EXERCISE DESCRIPTION: From the entries below, copy out every line that contains the word "wooden".

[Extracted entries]
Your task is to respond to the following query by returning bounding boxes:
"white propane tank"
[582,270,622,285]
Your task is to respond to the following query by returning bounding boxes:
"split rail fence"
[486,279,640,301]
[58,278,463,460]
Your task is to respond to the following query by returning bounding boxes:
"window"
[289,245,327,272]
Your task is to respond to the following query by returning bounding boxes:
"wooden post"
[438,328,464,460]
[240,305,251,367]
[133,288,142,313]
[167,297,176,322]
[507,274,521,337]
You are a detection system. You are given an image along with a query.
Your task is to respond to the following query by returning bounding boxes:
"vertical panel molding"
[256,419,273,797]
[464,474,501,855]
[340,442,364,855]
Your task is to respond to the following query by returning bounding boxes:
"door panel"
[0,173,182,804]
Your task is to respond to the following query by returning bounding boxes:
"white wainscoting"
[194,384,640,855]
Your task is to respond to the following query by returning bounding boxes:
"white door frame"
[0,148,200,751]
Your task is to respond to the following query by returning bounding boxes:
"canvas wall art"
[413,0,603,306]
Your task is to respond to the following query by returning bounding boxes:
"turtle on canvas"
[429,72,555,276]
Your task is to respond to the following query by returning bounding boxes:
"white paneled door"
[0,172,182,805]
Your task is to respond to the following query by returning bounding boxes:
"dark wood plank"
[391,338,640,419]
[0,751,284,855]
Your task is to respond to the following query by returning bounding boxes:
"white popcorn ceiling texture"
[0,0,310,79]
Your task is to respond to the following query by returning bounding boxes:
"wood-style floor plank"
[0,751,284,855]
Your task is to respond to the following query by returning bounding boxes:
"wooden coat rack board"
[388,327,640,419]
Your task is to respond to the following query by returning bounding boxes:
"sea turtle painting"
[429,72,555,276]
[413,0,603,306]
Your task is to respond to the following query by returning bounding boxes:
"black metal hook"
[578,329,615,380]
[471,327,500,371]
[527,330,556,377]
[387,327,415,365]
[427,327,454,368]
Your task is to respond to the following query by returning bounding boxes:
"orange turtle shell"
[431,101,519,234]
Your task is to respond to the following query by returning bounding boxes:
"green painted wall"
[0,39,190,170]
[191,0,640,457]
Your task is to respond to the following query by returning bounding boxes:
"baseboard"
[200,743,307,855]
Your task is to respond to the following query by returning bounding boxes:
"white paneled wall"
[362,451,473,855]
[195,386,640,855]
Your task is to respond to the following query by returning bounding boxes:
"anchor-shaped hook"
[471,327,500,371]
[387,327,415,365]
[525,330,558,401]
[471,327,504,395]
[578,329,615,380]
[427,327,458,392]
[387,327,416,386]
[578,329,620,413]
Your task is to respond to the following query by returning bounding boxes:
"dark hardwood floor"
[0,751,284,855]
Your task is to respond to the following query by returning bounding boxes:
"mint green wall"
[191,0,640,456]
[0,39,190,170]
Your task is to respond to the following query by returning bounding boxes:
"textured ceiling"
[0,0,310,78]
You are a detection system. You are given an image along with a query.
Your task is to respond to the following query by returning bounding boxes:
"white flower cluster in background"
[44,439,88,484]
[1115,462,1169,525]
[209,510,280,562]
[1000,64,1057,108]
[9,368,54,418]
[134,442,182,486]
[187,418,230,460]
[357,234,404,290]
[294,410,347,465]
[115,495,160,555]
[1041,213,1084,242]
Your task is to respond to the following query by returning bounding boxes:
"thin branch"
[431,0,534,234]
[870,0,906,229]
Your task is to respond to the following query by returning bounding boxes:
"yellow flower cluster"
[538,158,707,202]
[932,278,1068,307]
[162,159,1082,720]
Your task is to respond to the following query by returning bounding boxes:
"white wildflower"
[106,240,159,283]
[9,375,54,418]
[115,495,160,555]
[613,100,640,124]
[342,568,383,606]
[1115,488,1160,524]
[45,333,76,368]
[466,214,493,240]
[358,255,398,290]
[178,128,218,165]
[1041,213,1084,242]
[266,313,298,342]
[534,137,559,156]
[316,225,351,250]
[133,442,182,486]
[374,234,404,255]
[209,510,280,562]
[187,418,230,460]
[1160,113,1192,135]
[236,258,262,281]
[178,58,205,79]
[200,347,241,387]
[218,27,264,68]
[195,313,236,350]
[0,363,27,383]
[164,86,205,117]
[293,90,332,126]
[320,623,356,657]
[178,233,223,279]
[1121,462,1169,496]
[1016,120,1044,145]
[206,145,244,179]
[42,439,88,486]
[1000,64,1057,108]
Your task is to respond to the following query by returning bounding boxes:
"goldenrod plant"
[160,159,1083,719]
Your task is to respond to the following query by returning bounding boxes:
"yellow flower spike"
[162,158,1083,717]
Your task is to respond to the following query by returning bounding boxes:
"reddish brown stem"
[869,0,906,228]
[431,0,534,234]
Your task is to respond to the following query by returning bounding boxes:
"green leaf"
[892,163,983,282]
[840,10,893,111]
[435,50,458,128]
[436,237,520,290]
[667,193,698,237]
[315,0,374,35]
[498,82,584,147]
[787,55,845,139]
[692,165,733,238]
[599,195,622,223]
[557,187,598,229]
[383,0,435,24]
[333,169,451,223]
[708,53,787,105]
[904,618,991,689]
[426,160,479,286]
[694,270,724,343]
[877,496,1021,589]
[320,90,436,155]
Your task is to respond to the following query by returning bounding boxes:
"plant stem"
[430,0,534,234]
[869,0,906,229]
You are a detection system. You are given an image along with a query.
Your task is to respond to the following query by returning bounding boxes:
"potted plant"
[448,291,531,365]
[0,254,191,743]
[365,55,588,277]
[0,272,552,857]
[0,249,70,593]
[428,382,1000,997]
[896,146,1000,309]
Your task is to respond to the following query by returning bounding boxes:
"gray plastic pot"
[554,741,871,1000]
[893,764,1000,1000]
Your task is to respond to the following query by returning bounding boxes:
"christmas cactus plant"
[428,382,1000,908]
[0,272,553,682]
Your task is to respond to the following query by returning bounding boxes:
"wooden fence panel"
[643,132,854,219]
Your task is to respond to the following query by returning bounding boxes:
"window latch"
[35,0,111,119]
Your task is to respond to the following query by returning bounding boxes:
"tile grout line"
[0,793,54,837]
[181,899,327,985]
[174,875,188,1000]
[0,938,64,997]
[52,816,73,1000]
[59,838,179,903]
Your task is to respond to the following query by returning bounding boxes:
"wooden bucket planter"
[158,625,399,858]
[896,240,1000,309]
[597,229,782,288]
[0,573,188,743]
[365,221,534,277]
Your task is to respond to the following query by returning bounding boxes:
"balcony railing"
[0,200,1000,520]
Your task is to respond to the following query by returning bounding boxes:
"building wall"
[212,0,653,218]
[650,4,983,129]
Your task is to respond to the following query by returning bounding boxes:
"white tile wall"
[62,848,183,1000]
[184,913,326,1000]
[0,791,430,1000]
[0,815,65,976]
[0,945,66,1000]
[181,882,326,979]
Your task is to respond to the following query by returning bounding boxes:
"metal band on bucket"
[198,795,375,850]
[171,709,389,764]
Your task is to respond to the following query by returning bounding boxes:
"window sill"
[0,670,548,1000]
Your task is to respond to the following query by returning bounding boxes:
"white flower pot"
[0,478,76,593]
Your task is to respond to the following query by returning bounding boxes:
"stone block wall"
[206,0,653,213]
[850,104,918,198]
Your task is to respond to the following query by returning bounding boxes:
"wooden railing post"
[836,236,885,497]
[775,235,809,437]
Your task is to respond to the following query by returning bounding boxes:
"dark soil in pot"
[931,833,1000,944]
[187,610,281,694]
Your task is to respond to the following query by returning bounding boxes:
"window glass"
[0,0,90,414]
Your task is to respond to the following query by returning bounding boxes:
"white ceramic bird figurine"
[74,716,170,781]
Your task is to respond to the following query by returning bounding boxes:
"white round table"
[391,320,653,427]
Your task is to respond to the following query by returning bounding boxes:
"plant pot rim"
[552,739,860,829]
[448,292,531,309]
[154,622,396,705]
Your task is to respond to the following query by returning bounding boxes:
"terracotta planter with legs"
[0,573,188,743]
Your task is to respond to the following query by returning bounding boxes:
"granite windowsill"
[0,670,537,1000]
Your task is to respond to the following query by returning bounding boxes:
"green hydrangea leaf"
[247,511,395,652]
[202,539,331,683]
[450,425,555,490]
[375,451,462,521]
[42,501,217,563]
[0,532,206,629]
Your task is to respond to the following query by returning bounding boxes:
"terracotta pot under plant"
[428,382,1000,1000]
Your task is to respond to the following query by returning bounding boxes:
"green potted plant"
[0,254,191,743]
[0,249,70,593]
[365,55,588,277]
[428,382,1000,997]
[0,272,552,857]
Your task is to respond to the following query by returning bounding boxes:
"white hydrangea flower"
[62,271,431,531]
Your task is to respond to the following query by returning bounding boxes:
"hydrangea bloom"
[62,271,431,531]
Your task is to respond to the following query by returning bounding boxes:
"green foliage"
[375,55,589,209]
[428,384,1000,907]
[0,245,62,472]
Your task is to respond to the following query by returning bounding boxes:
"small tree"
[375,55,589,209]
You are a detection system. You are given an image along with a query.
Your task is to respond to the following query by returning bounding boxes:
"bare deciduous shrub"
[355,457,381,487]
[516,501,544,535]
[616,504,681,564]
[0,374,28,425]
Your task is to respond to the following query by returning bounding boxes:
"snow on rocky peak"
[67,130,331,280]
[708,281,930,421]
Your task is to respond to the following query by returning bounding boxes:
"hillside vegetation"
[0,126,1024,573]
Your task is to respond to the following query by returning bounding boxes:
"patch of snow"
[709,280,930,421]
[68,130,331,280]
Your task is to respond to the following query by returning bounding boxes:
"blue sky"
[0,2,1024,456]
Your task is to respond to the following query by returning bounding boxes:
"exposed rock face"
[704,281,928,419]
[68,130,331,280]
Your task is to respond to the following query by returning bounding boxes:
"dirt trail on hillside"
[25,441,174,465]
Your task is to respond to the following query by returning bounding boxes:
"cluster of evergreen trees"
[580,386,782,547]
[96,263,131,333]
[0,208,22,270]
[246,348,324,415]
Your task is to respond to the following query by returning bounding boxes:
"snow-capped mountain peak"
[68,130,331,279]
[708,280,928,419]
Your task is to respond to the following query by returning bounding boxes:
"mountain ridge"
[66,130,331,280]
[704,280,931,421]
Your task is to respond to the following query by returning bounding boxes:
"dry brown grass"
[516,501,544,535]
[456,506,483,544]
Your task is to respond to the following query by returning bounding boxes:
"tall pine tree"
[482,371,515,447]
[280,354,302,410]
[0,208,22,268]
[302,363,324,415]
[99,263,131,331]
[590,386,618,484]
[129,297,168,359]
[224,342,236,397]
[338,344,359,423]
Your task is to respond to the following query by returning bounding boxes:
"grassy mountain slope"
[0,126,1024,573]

WRITTEN RESPONSE:
"wooden post"
"wooden coat rack board"
"wooden fence panel"
"wooden bucket planter"
"wooden railing post"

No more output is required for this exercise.